- [Exercise objective] Write the data below out exactly as it stands. Do not include the pictures.

□ □ □

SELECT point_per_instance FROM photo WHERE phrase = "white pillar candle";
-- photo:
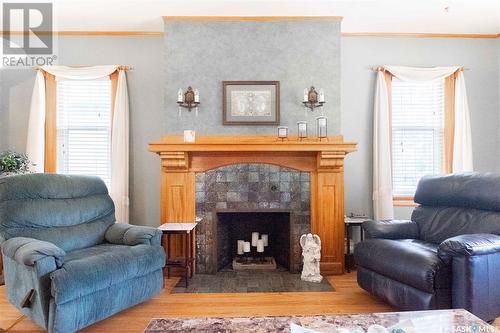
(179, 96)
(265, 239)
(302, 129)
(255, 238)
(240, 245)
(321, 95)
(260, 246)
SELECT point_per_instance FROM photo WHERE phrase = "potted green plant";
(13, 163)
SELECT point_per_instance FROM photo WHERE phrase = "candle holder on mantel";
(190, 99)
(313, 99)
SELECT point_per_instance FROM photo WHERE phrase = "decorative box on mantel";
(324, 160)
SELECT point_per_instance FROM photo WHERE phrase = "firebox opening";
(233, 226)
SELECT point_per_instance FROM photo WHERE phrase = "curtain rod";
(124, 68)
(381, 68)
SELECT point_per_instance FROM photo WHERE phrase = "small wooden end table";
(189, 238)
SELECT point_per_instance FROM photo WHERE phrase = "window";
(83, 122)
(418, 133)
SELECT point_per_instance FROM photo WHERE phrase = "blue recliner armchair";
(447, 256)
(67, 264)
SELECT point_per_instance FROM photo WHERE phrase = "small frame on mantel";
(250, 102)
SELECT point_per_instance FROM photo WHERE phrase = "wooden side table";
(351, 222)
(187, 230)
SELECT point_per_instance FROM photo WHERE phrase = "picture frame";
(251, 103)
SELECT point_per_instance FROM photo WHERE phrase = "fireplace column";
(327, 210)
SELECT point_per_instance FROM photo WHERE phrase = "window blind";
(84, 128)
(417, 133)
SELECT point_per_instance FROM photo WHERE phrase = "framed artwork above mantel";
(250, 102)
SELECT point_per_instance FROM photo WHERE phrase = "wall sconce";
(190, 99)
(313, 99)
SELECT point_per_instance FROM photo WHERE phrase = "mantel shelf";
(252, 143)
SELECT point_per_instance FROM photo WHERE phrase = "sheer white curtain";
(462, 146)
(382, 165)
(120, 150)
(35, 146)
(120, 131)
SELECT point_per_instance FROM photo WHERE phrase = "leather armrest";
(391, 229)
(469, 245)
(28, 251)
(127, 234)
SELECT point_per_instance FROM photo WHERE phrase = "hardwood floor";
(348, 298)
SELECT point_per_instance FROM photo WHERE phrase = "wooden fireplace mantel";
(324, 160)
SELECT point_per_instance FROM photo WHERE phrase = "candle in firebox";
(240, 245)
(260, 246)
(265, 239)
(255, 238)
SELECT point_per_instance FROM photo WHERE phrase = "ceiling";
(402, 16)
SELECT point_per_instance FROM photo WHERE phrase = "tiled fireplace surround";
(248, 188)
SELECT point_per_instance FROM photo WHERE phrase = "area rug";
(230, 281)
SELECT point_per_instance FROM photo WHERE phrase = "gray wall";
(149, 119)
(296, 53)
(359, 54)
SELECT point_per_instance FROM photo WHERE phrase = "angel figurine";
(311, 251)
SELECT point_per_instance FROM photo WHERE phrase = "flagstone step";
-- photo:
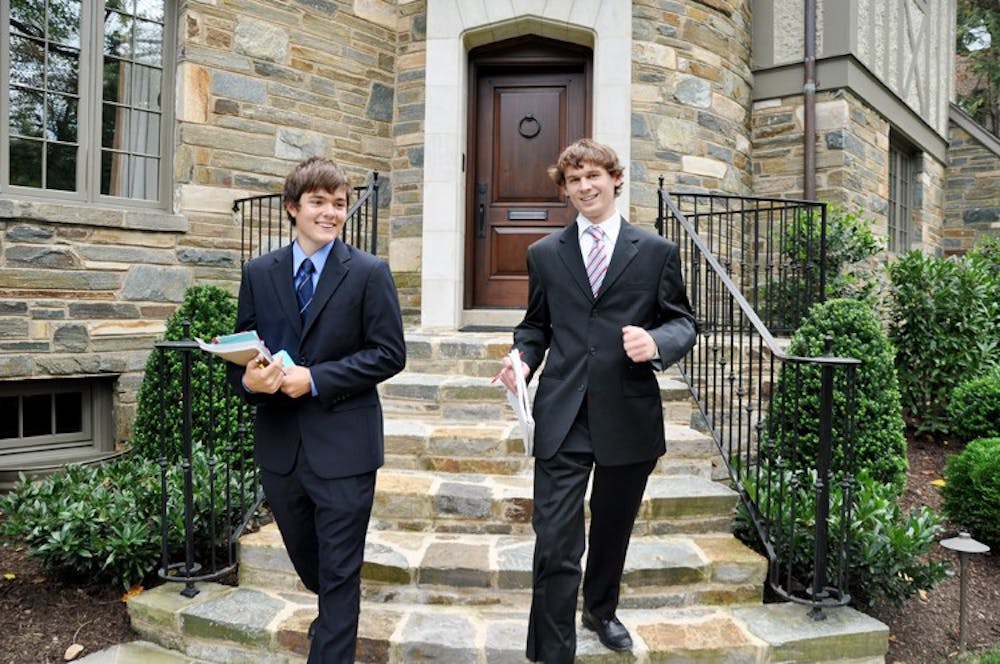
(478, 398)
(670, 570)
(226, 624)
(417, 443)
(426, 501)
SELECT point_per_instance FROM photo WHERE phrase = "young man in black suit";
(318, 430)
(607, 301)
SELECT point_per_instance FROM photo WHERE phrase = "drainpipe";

□ □ □

- [Response]
SELECT point_per_instance FROM photo WHERE phrase = "white pillar candle";
-- photo:
(179, 96)
(265, 239)
(302, 129)
(255, 238)
(240, 245)
(321, 95)
(260, 246)
SELECT point_per_instance FROM photo WHERE phrase = "potted green plant";
(13, 163)
SELECT point_per_instance FROM photo WHERE phrase = "candle holder on mantel";
(190, 99)
(313, 99)
SELECT point_per_instance FROM photo WHERE phrase = "decorative box on mantel";
(324, 160)
SELECT point_per_instance FROM photo WHERE phrase = "firebox opening";
(233, 226)
SELECT point_per_instance FROM photo WHERE phrase = "curtain rod";
(124, 68)
(381, 68)
SELECT point_per_instance FROM photo WHERE phrase = "small wooden end table";
(189, 238)
SELECT point_per_instance FROM photo WHERE phrase = "window";
(83, 122)
(418, 133)
SELECT point_per_instance FROM photo WHERE phrase = "blue recliner armchair";
(447, 256)
(67, 264)
SELECT point_per_instance FROM photo WHERE phrase = "small frame on mantel";
(250, 102)
SELECT point_per_instance FROM photo WHERE phrase = "wooden side table";
(351, 222)
(187, 230)
SELECT point_per_instance FROM photo WHERE phrase = "picture frame";
(251, 103)
SELECT point_per_instance FROM photo WHERE phrase = "fireplace column";
(327, 210)
SELECT point_per_instance FROM photo WHERE phrase = "window blind";
(84, 128)
(417, 133)
SELECT point_per_instance FROM photo WHERE phrase = "framed artwork above mantel";
(250, 102)
SELECT point_per_instance FROM photo WHERE phrase = "wall sconce";
(190, 99)
(313, 99)
SELECT point_per_instance FROM photo WHERE phrase = "mantel shelf";
(252, 143)
SELECT point_per_instance FROM photo WHERE phrase = "sheer white curtain";
(462, 146)
(382, 165)
(120, 150)
(35, 146)
(120, 131)
SELECT point_per_instance FROM photo WHERE phrase = "leather armrest";
(391, 229)
(469, 245)
(28, 251)
(127, 234)
SELECT point_per_instance FROM photo WHERE phrase = "hardwood floor";
(348, 298)
SELECT point_per_instance FROM photo WHERE phrase = "wooden fireplace mantel";
(324, 160)
SELECT point_per_instance FROM photo WHERE phrase = "candle in firebox";
(240, 245)
(260, 246)
(265, 239)
(255, 238)
SELECT point_per_instance FROM photo WHERE phrase = "ceiling";
(402, 16)
SELECT point_per_instance FROM photo WHERE phrase = "tiled fireplace surround";
(248, 188)
SELECT point_per_instance FROM photo WHERE phrase = "area rug";
(230, 281)
SELECT point_per_instance FROM photo WHERE phrase = "gray wall";
(149, 119)
(296, 53)
(359, 54)
SELECT point_per_instance FROM photo WHERE phrase = "angel figurine";
(311, 251)
SELECT point_per_instance FROM photo WHERE phrase = "flagstone step";
-- photo:
(478, 398)
(670, 570)
(226, 624)
(417, 443)
(426, 501)
SELECT point_per_instance FROM photo WHERE phrase = "young man in black suit";
(318, 430)
(607, 301)
SELECT point_per_instance FROM photo WHERE phrase = "drainpipe";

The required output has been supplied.